### Task prompt
Each line of the data below should be repeated exactly.

### Materials provided
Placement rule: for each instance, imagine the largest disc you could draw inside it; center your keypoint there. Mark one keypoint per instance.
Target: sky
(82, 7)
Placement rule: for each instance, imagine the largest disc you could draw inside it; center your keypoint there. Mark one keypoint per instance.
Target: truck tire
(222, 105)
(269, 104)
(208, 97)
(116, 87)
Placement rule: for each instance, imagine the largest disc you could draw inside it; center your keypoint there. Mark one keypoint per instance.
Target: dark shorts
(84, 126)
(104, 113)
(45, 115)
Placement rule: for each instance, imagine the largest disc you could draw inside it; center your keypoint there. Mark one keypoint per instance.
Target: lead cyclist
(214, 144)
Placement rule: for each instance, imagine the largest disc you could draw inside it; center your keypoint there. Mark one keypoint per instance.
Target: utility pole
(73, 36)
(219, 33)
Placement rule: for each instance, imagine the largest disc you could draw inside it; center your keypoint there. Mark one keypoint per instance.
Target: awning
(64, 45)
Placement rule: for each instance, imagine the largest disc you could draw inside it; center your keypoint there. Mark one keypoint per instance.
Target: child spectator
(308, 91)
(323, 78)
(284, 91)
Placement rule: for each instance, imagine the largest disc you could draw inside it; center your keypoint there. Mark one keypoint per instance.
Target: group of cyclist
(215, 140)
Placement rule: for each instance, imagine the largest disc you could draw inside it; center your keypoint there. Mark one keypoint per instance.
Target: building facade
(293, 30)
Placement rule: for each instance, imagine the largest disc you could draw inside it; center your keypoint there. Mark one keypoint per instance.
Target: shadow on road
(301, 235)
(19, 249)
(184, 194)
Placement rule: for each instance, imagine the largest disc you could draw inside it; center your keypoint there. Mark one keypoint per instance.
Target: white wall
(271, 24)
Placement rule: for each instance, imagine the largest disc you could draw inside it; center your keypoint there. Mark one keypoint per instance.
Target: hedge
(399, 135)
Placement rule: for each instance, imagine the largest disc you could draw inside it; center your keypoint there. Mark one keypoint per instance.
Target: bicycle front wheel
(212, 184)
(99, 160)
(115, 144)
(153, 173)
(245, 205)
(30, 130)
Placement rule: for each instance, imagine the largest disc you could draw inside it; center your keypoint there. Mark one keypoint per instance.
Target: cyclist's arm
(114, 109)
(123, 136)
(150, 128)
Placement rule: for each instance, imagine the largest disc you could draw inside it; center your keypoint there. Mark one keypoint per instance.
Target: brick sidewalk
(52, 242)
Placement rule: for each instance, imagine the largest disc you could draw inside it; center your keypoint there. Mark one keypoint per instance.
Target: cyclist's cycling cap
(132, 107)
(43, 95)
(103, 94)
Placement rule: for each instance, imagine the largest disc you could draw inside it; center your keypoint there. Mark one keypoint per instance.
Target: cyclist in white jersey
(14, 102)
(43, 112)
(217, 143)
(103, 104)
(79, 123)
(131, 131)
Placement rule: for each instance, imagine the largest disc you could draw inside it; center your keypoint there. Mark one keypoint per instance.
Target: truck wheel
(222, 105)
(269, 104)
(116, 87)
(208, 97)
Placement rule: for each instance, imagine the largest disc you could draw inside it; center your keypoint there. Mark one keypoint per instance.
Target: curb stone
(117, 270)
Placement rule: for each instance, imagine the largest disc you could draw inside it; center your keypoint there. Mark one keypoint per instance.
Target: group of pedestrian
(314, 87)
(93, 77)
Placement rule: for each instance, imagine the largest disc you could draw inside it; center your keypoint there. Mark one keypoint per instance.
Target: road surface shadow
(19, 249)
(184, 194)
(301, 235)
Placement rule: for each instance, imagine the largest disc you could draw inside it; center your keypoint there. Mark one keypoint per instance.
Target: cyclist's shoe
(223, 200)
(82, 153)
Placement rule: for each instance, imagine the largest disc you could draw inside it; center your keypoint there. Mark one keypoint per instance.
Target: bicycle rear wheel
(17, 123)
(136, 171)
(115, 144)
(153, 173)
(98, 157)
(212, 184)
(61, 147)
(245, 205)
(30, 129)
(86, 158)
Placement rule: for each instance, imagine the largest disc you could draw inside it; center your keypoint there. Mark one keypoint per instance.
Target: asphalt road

### Solved problem
Placement rule: for each instance, imagine the largest disc you could draw inside it; center your keypoint there. Mark one keypoint per instance.
Target: sky
(82, 7)
Placement rule: for each instance, imagine the largest disc you could draw inside it; center your keypoint there. Mark one keypoint per instance.
Target: truck tire
(222, 105)
(269, 104)
(208, 97)
(116, 87)
Placement rule: for each instance, imagine the largest disc you could draw inside it; center your keypoint there. Mark one keypoint per instance.
Target: dark shorts
(84, 126)
(104, 113)
(45, 115)
Placement rule: for each instance, imagine the largest disc you could draw inside it; center your keypoint there. Mark one keypoint per instance.
Target: lead cyclist
(214, 144)
Placement rule: for each instance, imagine the largest disc you could draw inside it; center your keypoint there. Mark one keypoint per instance.
Target: utility pole
(73, 36)
(219, 33)
Placement rule: for each instance, imagine the largest disc you could draw inside it; center your keypoint there. Mark one keypoint per instance.
Target: awning
(64, 45)
Placement rule: for each instance, imagine the largest disc you could draw inside it; center your keypoint there. Mark one keypoint per instance.
Target: child spectator
(308, 91)
(323, 78)
(284, 91)
Placement rule: for each instance, imagine the largest disc you could draw inside it; center your keypoint there. Mark one keypoint per instance.
Target: group of cyclist
(215, 140)
Placement rule: for each instance, imagine the largest disc you could draw inside it; center your keypoint there. Mark one keypoint per instance.
Target: building facade
(293, 30)
Placement rule: for each instance, imagine the largest disc you could draw inside it; center your keypoint there. Mark one keypoint per instance.
Target: shadow on road
(301, 235)
(19, 249)
(184, 194)
Placement rule: for each instance, imagine the largest disc you could draw inside it; center your keypoint there. Mark one keypoint per instance.
Target: white wall
(271, 24)
Placement rule: for each instance, imagine the largest disc you could draw inside it; center your keypoint there. Mark one keypoint per instance.
Target: hedge
(399, 135)
Placement rule: for each instance, imagine the largest disc you could draw inside it; center your keypoint there. Mark one keypoint per instance.
Target: bicycle front wheel
(212, 184)
(99, 160)
(115, 144)
(153, 173)
(245, 205)
(30, 130)
Placement rule: for each instance, imagine the largest disc you could draw inside it; center your keypoint there. Mark one keypoint per instance.
Target: cyclist's arm
(114, 109)
(123, 136)
(150, 128)
Placement rule: for each instance, imagine the largest disc you could draw inside it; center your keypoint there. Mark one keypoint per instance.
Target: brick sidewalk
(52, 242)
Placement rule: for each instance, imagine the largest disc you could draw inside it; center your keypoint there. Mark one keypoint per instance.
Target: cyclist's cycling cap
(132, 107)
(43, 95)
(103, 94)
Placement rule: for each instance, imagine the largest disc you could draw inside it; center your keypoint there. Mark one keypoint per instance.
Target: cyclist in white jersey
(14, 102)
(43, 112)
(217, 143)
(103, 104)
(79, 123)
(131, 131)
Placement rule: for each instance, imagine the largest disc you could draw inside it; center your keypoint there. Mark one keypoint per instance.
Target: truck wheel
(222, 105)
(269, 104)
(116, 87)
(208, 97)
Placement rule: for each instance, imagine the largest disc you could draw inside it; center your keypoint there. Mark one keypoint per instance.
Target: curb stone
(117, 270)
Placement rule: for each instance, imagine the largest disc you could draw inside it; center your keypoint there. Mark one keypoint per instance.
Target: group of pedestrian
(314, 87)
(93, 77)
Placement rule: for each instance, imagine the largest disc you could draw inside it; center your keypoint there. Mark one keypoint per instance.
Target: road surface shadow
(19, 249)
(184, 194)
(301, 235)
Placement rule: for each instance, imagine the largest disc you could draw inside it; center your keypoint there. Mark one keypoint per instance.
Target: cyclist's shoe
(223, 200)
(82, 153)
Placement rule: for each instance, imagine the largest disc you could draw inside it; center your keypoint there. Mark one keypoint per instance.
Target: bicycle rear wheel
(17, 123)
(136, 171)
(115, 144)
(153, 173)
(98, 157)
(212, 184)
(61, 147)
(245, 205)
(30, 129)
(86, 158)
Placement rule: for each instance, imagine the largest disc you could draw inside it; center your keypoint there. Mark one keypoint per instance.
Target: asphalt road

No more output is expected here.